Dataset entries -
===============

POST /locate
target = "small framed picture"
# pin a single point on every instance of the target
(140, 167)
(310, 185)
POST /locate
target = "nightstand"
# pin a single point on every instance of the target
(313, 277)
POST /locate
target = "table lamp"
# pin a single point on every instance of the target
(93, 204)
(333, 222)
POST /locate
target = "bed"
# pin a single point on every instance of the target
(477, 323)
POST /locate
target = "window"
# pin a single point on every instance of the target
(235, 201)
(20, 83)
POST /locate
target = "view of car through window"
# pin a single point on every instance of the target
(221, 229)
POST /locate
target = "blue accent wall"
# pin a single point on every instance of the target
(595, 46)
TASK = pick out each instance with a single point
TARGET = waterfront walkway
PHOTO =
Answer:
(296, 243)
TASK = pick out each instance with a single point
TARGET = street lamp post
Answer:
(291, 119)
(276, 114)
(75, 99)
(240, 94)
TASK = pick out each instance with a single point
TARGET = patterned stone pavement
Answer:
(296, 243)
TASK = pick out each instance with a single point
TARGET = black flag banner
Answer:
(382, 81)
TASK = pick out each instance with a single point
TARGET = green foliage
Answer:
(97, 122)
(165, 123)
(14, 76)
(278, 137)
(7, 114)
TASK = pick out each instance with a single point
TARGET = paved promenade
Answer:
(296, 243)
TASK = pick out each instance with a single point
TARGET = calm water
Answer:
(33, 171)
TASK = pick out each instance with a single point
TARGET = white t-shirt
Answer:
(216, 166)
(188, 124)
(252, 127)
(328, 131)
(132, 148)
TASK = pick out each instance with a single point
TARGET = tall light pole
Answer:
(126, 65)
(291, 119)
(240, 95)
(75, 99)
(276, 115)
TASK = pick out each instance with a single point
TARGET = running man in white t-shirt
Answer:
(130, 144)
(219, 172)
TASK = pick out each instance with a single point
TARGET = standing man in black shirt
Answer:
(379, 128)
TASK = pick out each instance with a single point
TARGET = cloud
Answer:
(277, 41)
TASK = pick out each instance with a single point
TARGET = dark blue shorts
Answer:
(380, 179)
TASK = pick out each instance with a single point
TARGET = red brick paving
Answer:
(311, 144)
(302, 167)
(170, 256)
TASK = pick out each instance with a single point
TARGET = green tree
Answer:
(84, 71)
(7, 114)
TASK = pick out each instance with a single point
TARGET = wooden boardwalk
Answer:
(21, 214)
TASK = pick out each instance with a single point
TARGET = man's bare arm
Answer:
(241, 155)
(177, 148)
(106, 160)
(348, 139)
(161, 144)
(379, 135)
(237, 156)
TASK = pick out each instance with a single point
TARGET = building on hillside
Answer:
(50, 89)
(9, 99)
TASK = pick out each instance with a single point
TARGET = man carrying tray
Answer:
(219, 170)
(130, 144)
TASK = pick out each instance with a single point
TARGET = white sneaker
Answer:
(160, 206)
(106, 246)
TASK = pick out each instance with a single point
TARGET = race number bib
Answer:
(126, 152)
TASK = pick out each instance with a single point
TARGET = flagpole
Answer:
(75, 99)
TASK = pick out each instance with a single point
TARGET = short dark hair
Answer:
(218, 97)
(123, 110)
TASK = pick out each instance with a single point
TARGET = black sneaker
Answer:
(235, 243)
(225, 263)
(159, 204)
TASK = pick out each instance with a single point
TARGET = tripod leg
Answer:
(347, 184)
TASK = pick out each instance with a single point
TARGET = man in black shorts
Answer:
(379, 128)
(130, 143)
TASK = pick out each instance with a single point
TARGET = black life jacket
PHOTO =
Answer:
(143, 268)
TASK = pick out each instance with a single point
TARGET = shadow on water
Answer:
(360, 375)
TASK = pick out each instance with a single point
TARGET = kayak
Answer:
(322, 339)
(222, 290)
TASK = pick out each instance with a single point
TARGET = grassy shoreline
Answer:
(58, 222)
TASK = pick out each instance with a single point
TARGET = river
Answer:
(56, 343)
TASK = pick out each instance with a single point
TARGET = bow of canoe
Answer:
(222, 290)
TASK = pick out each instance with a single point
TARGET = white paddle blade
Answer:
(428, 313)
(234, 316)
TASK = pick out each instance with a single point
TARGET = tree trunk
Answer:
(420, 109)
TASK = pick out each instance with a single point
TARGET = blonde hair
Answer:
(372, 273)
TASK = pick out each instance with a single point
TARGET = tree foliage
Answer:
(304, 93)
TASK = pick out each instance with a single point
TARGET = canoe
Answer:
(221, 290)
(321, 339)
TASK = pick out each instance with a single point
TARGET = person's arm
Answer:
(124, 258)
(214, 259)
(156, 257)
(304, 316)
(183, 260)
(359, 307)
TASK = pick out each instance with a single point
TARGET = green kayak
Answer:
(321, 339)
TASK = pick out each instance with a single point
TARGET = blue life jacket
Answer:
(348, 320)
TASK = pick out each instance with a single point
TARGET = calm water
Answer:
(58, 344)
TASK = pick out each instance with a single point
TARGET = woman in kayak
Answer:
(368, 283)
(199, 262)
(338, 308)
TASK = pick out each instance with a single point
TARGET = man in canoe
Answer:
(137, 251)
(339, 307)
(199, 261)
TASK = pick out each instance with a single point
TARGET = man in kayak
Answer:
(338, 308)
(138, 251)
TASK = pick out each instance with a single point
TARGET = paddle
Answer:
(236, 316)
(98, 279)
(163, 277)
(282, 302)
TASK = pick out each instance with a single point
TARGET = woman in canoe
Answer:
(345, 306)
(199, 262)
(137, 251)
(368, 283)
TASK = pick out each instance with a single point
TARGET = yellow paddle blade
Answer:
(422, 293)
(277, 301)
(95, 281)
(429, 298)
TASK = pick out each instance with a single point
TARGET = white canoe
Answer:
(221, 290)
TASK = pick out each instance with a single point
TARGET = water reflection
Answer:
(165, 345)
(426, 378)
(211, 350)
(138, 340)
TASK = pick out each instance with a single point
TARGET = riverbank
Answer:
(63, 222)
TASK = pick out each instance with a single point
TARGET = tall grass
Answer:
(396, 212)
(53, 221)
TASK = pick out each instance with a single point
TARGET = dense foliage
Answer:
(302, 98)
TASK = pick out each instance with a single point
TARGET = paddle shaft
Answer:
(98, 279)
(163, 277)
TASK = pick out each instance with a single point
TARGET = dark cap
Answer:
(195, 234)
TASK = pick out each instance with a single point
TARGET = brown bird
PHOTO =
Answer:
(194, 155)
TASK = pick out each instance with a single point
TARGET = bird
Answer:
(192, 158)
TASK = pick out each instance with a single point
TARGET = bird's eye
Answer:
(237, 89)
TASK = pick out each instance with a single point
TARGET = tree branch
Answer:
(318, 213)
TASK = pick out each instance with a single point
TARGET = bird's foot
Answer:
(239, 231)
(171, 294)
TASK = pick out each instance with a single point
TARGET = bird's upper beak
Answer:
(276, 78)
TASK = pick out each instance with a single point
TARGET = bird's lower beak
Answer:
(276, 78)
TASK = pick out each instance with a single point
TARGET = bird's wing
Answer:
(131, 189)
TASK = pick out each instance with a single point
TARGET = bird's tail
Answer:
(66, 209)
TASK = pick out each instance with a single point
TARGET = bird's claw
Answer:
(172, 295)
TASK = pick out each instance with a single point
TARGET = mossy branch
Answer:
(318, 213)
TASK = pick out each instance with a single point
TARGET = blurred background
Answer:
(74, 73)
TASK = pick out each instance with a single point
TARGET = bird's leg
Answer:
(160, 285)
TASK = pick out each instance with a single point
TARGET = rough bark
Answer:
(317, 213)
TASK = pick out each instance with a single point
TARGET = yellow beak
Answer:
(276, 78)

===============

What you have to do - Each line above must be retyped exactly in the response.

Result of this exercise -
POST /locate
target = "small framed picture"
# pin a single point on every instance of the target
(140, 167)
(310, 185)
POST /locate
target = "nightstand"
# pin a single point on every instance of the target
(313, 277)
POST /locate
target = "table lamp"
# pin a single point on every instance of the target
(93, 204)
(333, 222)
POST /locate
target = "bed"
# pin a single point on every instance of the target
(477, 323)
POST /locate
target = "window"
# pin a single point on every instance of the target
(235, 201)
(20, 83)
POST /locate
target = "view of car through window"
# pin a single point on every instance of the target
(221, 229)
POST /locate
target = "blue accent wall"
# pin a single point on every instance of the target
(595, 46)
TASK = pick out each instance with a single point
TARGET = waterfront walkway
PHOTO =
Answer:
(296, 243)
TASK = pick out each instance with a single point
TARGET = street lamp post
Answer:
(291, 119)
(276, 114)
(75, 99)
(240, 94)
TASK = pick out each instance with a single point
TARGET = patterned stone pavement
Answer:
(296, 243)
TASK = pick out each instance with a single point
TARGET = black flag banner
Answer:
(382, 81)
TASK = pick out each instance with a single point
TARGET = green foliage
Answer:
(97, 122)
(165, 123)
(14, 76)
(278, 137)
(7, 114)
TASK = pick out each instance with a single point
TARGET = paved promenade
Answer:
(296, 243)
TASK = pick out each instance with a single point
TARGET = calm water
Answer:
(33, 171)
TASK = pick out each instance with a single point
TARGET = white t-shirt
Answer:
(216, 166)
(188, 124)
(252, 127)
(328, 131)
(132, 148)
TASK = pick out each instance with a single point
TARGET = tall light pole
Answer:
(126, 65)
(291, 119)
(240, 95)
(75, 99)
(276, 115)
TASK = pick out each instance with a single point
TARGET = running man in white t-shirt
Answer:
(130, 144)
(219, 172)
TASK = pick out each instance with a single point
TARGET = standing man in black shirt
Answer:
(379, 128)
TASK = pick out each instance with a single point
TARGET = cloud
Answer:
(277, 41)
TASK = pick out each instance with a single point
TARGET = dark blue shorts
Answer:
(380, 179)
TASK = pick out each instance with a single point
TARGET = red brick paving
Answer:
(311, 144)
(302, 167)
(170, 256)
TASK = pick out each instance with a single point
TARGET = green tree
Answer:
(84, 71)
(7, 114)
TASK = pick out each instance with a single point
TARGET = wooden boardwalk
Answer:
(21, 214)
TASK = pick out each instance with a single point
TARGET = man's bare arm
Answer:
(241, 155)
(177, 148)
(106, 160)
(348, 139)
(161, 144)
(379, 135)
(237, 156)
TASK = pick out each instance with a single point
TARGET = building on hillside
Answer:
(50, 89)
(9, 99)
TASK = pick out each instance with a single point
TARGET = man carrying tray
Answer:
(219, 170)
(130, 144)
TASK = pick out each instance with a single point
TARGET = white sneaker
Answer:
(160, 206)
(106, 246)
TASK = pick out each instance with a single point
TARGET = race number bib
Answer:
(126, 152)
TASK = pick out each instance with a single point
TARGET = flagpole
Answer:
(75, 99)
TASK = pick out each instance with a single point
TARGET = short dark hair
Answer:
(218, 97)
(123, 110)
TASK = pick out each instance with a single point
TARGET = black sneaker
Answer:
(235, 243)
(225, 263)
(159, 204)
TASK = pick out each instance with a single point
TARGET = tripod leg
Answer:
(347, 184)
TASK = pick out each instance with a single point
TARGET = man in black shorts
Answer:
(379, 128)
(130, 143)
TASK = pick out each instance with a single point
TARGET = black life jacket
PHOTO =
Answer:
(143, 268)
TASK = pick out each instance with a single point
TARGET = shadow on water
Answer:
(360, 375)
TASK = pick out each instance with a single point
TARGET = kayak
Answer:
(322, 339)
(222, 290)
TASK = pick out each instance with a single point
TARGET = grassy shoreline
Answer:
(58, 222)
TASK = pick out each instance with a single point
TARGET = river
Answer:
(56, 343)
TASK = pick out each instance with a single point
TARGET = bow of canoe
Answer:
(222, 290)
TASK = pick out each instance with a single point
TARGET = white paddle blade
Answer:
(428, 313)
(234, 316)
TASK = pick out each instance with a single point
TARGET = tree trunk
Answer:
(420, 109)
TASK = pick out each instance with a single point
TARGET = blonde hair
Answer:
(372, 273)
TASK = pick out each instance with a single point
TARGET = tree foliage
Answer:
(304, 93)
TASK = pick out each instance with a single point
TARGET = canoe
Answer:
(221, 290)
(321, 339)
TASK = pick out each instance with a single point
TARGET = person's arm
Answer:
(124, 258)
(214, 259)
(156, 257)
(304, 316)
(183, 260)
(359, 307)
TASK = pick out each instance with a single point
TARGET = green kayak
Answer:
(321, 339)
TASK = pick out each instance with a single point
TARGET = blue life jacket
Answer:
(348, 320)
TASK = pick out each instance with a single point
TARGET = calm water
Answer:
(58, 344)
TASK = pick out each instance with a single point
TARGET = woman in kayak
Answer:
(368, 283)
(199, 262)
(338, 308)
TASK = pick out each instance with a single point
TARGET = man in canoe
Answer:
(137, 251)
(339, 307)
(199, 261)
TASK = pick out each instance with a single point
TARGET = man in kayak
Answer:
(338, 308)
(138, 251)
TASK = pick out each instance with a single point
TARGET = paddle
Answer:
(236, 316)
(98, 279)
(163, 277)
(282, 302)
TASK = pick out each instance with a single point
TARGET = woman in canoe
Answer:
(345, 306)
(199, 262)
(137, 251)
(368, 283)
TASK = pick out each instance with a single point
TARGET = yellow paddle blade
Answer:
(422, 293)
(277, 301)
(95, 281)
(429, 298)
TASK = pick out each instance with a single point
TARGET = white canoe
Answer:
(221, 290)
TASK = pick out each instance with a single point
TARGET = water reflection
Answer:
(165, 345)
(426, 378)
(211, 350)
(138, 340)
TASK = pick out each instance with a single point
TARGET = riverbank
Answer:
(63, 222)
TASK = pick out each instance with a single point
TARGET = tall grass
Answer:
(396, 212)
(53, 221)
TASK = pick out each instance with a single point
TARGET = dense foliage
Answer:
(302, 98)
TASK = pick out each instance with a single point
TARGET = paddle shaft
Answer:
(98, 279)
(163, 277)
TASK = pick out each instance with a single point
TARGET = dark cap
Answer:
(195, 234)
TASK = pick out each instance with a single point
TARGET = brown bird
PHOTO =
Answer:
(194, 155)
TASK = pick out each instance with a single point
TARGET = bird
Answer:
(192, 158)
TASK = pick out each instance with a single point
TARGET = bird's eye
Answer:
(237, 89)
TASK = pick out each instance with a single point
TARGET = tree branch
Answer:
(318, 213)
TASK = pick out each instance with a single point
TARGET = bird's foot
Answer:
(239, 231)
(171, 294)
TASK = pick out each instance with a single point
TARGET = bird's upper beak
Answer:
(276, 78)
TASK = pick out each instance with a single point
TARGET = bird's lower beak
Answer:
(276, 78)
TASK = pick out each instance with a single point
TARGET = bird's wing
Answer:
(131, 189)
TASK = pick out each instance with a single point
TARGET = bird's tail
Answer:
(66, 209)
TASK = pick out each instance with a single point
TARGET = bird's claw
Answer:
(172, 295)
TASK = pick out each instance with a single point
TARGET = mossy branch
Answer:
(318, 213)
TASK = pick out each instance with a single point
TARGET = blurred background
Answer:
(74, 73)
TASK = pick out each instance with a single point
TARGET = bird's leg
Answer:
(160, 285)
TASK = pick out each instance with a single point
TARGET = rough bark
Answer:
(317, 213)
TASK = pick out each instance with a single point
TARGET = yellow beak
Answer:
(276, 78)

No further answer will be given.